* Begin Data for this exercise *

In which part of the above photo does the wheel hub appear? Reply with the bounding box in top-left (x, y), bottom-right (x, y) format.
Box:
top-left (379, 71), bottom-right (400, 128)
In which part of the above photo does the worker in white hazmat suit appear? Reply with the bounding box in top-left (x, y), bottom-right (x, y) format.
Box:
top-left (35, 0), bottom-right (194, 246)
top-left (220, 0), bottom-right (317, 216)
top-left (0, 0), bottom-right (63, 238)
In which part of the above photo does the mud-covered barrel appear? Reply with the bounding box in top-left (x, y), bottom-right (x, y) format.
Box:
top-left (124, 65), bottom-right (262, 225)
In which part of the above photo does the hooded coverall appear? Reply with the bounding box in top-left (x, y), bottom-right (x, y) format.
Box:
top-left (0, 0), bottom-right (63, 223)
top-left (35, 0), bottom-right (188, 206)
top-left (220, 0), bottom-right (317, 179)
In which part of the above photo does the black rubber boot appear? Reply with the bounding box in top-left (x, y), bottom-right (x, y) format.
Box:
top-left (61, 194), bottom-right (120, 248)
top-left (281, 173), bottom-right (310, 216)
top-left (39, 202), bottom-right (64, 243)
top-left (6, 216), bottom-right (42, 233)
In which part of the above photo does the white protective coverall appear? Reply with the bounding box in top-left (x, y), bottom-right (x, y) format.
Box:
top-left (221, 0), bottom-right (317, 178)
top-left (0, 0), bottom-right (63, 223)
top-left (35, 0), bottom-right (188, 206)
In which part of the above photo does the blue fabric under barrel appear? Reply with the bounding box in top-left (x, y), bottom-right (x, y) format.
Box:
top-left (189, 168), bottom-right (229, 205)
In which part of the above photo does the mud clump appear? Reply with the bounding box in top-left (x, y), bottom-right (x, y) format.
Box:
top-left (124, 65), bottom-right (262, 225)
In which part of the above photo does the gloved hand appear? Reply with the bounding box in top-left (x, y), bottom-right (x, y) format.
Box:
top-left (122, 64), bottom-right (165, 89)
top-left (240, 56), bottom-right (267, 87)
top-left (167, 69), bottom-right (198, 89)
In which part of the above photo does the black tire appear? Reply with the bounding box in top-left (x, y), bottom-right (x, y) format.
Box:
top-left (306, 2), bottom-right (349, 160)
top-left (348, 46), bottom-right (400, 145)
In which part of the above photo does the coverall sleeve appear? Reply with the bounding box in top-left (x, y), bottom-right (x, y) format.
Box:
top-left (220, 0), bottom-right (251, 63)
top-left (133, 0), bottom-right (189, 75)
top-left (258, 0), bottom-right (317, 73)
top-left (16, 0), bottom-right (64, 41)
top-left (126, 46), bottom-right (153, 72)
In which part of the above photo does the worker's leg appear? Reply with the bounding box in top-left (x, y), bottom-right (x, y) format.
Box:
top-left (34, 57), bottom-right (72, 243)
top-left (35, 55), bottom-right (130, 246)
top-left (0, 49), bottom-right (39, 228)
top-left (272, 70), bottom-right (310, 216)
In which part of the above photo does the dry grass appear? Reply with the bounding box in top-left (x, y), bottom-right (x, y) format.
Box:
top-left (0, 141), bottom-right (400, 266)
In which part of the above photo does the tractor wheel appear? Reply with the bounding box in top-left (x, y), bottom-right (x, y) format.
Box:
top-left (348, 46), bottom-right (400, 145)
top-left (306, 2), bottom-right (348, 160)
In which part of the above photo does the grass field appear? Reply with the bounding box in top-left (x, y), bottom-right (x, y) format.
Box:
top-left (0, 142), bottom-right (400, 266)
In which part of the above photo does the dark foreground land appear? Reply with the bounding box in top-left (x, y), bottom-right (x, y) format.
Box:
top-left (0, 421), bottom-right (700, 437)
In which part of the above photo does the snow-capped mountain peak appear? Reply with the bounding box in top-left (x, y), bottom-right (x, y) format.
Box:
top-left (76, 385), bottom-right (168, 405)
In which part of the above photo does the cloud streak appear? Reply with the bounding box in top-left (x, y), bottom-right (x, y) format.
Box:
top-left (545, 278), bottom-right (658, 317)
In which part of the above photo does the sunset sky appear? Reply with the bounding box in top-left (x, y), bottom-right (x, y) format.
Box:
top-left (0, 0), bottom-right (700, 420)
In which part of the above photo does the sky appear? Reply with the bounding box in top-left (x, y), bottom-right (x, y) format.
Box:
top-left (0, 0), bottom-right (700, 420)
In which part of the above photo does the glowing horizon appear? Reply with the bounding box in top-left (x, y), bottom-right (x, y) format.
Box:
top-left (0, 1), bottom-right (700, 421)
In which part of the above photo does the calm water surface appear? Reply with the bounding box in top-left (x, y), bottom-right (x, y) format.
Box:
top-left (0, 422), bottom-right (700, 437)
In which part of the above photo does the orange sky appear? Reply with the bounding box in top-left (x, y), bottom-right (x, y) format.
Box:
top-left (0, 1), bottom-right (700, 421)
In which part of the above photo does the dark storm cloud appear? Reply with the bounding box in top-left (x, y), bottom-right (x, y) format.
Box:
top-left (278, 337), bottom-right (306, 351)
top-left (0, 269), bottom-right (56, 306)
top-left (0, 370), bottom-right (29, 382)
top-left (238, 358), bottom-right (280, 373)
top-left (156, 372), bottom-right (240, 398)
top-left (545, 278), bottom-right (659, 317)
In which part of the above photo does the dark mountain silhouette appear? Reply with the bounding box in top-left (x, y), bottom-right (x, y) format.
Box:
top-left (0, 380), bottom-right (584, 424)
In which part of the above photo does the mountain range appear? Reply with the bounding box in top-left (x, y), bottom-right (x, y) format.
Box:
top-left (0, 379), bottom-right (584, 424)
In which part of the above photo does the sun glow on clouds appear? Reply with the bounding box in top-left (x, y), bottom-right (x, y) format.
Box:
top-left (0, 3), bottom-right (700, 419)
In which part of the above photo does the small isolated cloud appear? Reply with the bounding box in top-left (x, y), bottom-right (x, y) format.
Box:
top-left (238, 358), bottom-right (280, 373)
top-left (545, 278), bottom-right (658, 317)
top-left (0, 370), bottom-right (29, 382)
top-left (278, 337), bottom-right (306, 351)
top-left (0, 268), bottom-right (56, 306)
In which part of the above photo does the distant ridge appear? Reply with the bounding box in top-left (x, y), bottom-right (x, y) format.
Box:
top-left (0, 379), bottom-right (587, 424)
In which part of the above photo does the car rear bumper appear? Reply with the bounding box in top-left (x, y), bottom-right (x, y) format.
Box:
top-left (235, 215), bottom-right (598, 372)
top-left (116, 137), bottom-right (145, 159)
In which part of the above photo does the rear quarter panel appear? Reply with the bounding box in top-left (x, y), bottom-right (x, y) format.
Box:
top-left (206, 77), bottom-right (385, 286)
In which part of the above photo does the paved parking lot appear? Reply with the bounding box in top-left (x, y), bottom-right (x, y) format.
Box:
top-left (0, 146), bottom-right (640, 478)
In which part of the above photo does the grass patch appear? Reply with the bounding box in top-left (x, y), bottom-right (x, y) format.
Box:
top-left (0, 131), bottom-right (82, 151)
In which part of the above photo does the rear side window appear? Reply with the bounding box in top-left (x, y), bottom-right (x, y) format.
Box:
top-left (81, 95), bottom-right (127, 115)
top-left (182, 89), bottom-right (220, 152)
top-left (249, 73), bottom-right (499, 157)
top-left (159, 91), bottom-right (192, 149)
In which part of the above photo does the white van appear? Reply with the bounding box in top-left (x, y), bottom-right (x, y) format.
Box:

* End Data for this exercise *

Tally the lines in the listing above that contain the string "coverall", counting only matches with the same capitalization. Reply with the number alone.

• Solution to this task: 3